### Problem description
Return each line below that contains the word "backdrop".

### Record excerpts
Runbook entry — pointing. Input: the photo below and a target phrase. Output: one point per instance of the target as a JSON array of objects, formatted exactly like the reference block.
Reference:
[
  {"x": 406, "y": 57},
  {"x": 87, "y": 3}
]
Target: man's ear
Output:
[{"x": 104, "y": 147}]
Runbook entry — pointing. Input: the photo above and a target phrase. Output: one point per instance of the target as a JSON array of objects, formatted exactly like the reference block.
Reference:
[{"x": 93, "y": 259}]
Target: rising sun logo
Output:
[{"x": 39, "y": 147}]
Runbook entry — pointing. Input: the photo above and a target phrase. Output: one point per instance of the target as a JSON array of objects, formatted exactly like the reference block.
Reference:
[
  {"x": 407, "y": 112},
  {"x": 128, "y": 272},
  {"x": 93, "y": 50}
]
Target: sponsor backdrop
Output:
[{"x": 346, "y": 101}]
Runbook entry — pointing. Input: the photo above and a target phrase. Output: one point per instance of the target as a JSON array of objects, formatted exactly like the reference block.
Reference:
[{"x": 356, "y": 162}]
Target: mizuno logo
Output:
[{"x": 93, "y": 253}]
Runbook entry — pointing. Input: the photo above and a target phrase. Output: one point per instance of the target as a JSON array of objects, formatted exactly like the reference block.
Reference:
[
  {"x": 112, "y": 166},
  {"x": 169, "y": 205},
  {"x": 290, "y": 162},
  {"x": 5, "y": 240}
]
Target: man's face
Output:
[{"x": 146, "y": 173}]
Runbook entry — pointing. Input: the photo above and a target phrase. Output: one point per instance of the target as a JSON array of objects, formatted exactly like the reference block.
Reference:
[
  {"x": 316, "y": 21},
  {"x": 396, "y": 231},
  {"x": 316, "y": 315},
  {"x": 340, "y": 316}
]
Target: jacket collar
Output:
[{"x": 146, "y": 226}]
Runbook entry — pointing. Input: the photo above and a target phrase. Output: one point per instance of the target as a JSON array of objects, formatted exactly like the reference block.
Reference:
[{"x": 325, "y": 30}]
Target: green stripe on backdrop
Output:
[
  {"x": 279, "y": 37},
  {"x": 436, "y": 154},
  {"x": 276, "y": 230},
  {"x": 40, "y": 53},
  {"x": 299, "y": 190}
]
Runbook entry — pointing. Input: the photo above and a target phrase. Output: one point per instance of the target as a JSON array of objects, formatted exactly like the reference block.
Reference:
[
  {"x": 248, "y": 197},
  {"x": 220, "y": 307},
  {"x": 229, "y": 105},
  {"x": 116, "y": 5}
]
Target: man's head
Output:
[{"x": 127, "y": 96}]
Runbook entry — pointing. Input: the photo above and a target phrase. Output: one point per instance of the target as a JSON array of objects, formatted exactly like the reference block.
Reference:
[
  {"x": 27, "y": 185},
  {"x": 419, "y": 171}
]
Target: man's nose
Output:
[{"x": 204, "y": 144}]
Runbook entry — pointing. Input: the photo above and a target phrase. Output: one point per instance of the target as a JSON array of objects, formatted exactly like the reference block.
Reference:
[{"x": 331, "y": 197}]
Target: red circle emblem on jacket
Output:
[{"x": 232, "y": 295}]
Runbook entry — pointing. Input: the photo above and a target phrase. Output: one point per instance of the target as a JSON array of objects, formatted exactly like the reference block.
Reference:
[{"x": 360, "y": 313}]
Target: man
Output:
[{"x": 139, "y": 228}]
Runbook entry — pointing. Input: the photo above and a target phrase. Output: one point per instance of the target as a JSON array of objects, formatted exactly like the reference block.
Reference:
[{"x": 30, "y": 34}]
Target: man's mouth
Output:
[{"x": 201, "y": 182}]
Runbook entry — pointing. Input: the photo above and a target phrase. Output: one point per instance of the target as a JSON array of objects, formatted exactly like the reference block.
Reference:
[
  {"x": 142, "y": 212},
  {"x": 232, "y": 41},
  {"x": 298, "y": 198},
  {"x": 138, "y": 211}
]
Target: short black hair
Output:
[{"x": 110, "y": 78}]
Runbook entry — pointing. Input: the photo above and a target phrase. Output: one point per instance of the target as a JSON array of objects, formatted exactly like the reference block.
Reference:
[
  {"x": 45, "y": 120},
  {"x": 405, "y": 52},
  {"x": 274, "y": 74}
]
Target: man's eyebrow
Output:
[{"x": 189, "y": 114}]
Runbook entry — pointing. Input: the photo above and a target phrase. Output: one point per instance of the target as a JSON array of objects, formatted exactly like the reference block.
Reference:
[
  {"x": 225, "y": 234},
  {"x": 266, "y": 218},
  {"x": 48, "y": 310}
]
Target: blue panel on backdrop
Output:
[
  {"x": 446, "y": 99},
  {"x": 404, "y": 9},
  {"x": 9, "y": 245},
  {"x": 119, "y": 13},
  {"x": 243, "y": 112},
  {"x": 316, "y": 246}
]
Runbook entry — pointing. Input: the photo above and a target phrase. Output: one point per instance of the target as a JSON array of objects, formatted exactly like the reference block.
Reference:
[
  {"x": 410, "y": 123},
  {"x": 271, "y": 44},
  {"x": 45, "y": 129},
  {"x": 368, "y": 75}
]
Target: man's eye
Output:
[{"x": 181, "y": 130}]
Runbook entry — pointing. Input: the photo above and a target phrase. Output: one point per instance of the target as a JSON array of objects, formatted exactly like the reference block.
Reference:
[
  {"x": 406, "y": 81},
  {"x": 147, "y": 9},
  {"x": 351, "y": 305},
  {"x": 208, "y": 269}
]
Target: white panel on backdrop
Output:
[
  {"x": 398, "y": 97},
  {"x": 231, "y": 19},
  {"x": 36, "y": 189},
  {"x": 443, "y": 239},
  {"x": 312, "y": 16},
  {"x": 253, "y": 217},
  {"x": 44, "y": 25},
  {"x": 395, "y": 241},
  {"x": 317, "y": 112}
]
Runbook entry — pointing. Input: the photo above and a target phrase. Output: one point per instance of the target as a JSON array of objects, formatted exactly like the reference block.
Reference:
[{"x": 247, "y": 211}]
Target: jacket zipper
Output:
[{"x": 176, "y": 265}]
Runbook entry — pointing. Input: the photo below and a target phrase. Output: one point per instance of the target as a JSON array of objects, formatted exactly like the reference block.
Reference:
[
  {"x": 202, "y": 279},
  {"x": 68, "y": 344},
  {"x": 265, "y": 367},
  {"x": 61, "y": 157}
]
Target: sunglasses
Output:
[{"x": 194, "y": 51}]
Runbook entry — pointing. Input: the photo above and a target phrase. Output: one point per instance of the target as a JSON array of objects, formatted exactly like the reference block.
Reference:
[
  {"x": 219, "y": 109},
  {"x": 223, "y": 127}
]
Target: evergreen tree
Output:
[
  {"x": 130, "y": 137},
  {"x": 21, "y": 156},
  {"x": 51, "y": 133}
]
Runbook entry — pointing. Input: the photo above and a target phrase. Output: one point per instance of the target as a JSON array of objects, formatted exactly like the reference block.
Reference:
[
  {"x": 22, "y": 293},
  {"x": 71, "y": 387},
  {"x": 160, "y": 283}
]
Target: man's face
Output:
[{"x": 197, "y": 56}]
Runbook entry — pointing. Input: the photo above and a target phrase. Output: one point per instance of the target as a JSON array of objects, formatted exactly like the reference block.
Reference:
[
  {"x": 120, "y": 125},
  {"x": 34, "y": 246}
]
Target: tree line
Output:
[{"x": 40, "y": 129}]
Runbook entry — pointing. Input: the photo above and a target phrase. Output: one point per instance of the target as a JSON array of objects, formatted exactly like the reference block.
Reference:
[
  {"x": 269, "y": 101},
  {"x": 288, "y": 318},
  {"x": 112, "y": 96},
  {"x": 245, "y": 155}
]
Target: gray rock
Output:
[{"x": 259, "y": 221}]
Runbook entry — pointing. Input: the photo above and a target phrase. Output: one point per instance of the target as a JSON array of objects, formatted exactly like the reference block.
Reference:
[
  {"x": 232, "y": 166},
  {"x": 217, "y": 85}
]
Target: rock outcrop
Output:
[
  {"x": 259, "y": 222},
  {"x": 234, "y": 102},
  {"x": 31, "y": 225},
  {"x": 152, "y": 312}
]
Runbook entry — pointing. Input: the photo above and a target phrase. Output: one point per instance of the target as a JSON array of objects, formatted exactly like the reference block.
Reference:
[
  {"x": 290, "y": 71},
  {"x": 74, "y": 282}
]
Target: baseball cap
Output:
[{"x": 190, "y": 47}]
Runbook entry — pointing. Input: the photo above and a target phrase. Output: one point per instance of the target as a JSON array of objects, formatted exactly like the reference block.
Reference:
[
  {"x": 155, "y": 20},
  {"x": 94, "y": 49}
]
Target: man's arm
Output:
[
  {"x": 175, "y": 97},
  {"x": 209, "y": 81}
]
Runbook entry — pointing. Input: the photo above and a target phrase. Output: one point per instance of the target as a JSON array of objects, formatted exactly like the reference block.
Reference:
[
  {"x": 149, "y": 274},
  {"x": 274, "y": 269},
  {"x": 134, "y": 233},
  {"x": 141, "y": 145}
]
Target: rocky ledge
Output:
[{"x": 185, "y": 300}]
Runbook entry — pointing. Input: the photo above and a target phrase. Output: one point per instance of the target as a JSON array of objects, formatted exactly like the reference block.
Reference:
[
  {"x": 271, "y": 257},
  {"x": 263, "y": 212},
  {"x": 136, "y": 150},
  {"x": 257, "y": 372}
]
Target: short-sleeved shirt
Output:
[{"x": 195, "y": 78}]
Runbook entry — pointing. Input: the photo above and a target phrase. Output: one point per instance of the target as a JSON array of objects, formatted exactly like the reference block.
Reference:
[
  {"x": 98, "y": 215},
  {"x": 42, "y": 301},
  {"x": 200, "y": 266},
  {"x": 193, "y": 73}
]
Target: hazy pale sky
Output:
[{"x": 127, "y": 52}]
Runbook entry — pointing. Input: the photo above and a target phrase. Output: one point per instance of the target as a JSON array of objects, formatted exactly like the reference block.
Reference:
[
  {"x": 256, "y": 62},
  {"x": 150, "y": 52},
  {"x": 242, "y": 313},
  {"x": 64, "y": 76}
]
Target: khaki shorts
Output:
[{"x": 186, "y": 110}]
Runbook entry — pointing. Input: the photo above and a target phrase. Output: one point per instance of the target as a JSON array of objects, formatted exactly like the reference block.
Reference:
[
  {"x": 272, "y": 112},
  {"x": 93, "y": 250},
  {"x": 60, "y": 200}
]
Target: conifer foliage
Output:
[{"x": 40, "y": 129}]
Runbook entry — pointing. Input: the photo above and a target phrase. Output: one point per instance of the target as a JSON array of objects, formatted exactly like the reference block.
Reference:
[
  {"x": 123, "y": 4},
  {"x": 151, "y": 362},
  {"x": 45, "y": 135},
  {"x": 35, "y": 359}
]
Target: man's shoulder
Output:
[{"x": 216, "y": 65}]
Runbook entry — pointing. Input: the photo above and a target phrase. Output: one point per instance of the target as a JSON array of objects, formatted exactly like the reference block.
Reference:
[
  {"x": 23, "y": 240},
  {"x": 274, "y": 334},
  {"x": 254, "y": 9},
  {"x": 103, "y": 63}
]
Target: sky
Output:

### Correct output
Target: sponsor backdrop
Target: green stripe on backdrop
Target: blue panel on backdrop
Target: white panel on backdrop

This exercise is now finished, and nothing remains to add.